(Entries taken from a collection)
######

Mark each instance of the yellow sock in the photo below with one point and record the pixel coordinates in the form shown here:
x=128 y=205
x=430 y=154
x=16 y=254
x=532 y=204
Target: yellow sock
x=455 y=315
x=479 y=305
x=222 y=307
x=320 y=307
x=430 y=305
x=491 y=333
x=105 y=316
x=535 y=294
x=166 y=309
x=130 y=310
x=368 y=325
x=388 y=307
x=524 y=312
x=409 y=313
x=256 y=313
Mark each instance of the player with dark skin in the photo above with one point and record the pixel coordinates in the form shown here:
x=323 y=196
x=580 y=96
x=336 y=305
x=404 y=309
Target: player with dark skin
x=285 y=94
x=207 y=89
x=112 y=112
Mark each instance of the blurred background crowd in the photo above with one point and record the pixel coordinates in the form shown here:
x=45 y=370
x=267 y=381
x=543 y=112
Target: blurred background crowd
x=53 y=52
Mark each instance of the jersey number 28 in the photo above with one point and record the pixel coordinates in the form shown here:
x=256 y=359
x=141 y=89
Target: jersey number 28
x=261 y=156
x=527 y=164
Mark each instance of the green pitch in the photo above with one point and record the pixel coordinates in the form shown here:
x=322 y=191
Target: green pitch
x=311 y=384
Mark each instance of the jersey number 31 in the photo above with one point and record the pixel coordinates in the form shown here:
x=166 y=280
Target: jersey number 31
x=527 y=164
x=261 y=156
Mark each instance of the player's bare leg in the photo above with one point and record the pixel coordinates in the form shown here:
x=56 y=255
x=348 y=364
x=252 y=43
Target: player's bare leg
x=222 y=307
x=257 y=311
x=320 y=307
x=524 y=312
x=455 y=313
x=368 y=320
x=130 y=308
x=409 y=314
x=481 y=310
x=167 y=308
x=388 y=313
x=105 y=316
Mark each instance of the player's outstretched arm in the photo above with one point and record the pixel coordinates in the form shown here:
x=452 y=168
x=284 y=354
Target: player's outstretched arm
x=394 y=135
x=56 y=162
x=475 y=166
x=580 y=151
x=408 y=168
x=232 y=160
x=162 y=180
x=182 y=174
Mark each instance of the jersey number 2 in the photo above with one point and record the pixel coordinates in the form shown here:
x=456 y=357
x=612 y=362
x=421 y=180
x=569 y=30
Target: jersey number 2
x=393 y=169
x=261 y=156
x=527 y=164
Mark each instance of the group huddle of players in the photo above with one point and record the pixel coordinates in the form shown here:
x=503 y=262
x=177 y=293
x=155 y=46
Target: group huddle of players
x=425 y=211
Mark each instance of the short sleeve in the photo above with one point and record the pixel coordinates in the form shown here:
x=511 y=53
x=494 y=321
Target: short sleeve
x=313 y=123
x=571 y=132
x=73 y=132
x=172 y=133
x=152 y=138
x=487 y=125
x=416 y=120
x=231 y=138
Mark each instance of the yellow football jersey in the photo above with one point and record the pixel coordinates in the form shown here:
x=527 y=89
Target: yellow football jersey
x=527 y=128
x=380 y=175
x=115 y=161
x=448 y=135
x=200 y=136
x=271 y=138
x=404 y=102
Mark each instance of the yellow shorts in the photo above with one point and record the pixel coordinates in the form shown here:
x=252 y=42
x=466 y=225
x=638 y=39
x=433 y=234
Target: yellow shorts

######

Report each line in the entries where the string "shorts" occurs.

> **Response to the task**
Mark each instance of the yellow shorts in the photo above with one point and record the pixel coordinates in the form shown here:
Target: yellow shorts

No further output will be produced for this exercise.